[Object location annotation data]
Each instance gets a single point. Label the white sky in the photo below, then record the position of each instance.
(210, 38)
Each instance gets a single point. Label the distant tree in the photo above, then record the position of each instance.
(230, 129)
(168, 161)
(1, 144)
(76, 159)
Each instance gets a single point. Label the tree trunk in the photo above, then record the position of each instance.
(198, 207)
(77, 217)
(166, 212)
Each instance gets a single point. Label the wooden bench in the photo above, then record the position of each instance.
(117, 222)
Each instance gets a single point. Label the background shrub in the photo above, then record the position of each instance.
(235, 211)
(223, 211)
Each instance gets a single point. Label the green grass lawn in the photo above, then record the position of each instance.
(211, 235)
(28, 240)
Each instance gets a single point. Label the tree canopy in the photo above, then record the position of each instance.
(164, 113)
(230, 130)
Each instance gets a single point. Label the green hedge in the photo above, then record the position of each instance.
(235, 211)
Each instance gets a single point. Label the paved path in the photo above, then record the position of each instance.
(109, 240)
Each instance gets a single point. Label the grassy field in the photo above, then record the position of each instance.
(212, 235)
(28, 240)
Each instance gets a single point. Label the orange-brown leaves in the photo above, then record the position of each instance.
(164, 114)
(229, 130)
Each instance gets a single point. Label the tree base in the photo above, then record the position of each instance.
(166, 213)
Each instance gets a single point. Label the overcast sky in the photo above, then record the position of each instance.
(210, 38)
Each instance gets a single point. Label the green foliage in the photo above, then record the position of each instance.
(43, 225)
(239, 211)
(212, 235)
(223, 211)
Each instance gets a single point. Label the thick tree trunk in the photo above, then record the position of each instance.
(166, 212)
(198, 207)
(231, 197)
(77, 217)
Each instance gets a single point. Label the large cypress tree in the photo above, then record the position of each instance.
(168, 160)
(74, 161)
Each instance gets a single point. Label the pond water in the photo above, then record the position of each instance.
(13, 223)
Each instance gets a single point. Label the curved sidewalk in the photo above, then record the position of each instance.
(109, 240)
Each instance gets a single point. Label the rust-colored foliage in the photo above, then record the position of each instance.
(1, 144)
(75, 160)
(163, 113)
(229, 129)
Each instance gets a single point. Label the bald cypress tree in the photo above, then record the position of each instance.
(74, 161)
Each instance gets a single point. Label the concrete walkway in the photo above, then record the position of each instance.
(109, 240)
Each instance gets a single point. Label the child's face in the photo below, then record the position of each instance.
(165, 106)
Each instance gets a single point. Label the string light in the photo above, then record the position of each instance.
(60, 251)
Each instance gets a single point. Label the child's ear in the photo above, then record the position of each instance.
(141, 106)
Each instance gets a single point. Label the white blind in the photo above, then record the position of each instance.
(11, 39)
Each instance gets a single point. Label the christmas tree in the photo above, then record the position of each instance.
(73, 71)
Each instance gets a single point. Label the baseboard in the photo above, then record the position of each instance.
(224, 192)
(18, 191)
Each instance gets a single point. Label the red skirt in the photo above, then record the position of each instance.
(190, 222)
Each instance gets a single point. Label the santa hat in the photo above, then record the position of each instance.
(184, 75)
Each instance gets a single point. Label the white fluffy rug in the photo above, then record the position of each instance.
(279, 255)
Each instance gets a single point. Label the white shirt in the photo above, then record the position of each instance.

▶ _SET PROBLEM_: Starting at the line that contains "Each instance gets a single point. Label the christmas", write out every line to the end of the entries, exactly as given.

▶ _CORRECT OUTPUT_:
Each instance gets a single point. Label the christmas tree in the photo above, then record the position of each instance.
(73, 71)
Each instance gets a single point. Label the baseboard in the photo above, then record the position of each instance.
(224, 192)
(18, 191)
Each instance gets a single point. Label the red skirt in the photo above, then record the position of each instance.
(190, 222)
Each instance gets a single point. Label the santa hat in the photo above, then record the position of each instance.
(184, 75)
Each instance gets a single point. Label the white fluffy rug in the photo above, then record the position of each instance.
(279, 255)
Each instance gets a single point. Label the white shirt in the photo above, then record the position of each instance.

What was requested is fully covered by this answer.